Start of Data for processing
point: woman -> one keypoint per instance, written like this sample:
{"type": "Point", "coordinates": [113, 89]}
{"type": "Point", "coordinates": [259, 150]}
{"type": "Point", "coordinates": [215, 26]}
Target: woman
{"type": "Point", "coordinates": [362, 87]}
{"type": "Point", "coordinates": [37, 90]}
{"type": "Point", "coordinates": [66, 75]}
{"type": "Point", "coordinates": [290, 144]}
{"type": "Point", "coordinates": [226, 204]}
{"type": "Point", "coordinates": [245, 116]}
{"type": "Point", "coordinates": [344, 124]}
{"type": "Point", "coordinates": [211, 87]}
End of Data for processing
* [About this exercise]
Please return the material above exactly as written.

* [Solution to the exercise]
point: woman -> one keypoint per instance, written like this sample:
{"type": "Point", "coordinates": [113, 89]}
{"type": "Point", "coordinates": [259, 150]}
{"type": "Point", "coordinates": [215, 26]}
Target: woman
{"type": "Point", "coordinates": [362, 87]}
{"type": "Point", "coordinates": [37, 90]}
{"type": "Point", "coordinates": [66, 75]}
{"type": "Point", "coordinates": [290, 144]}
{"type": "Point", "coordinates": [226, 204]}
{"type": "Point", "coordinates": [245, 116]}
{"type": "Point", "coordinates": [344, 124]}
{"type": "Point", "coordinates": [211, 87]}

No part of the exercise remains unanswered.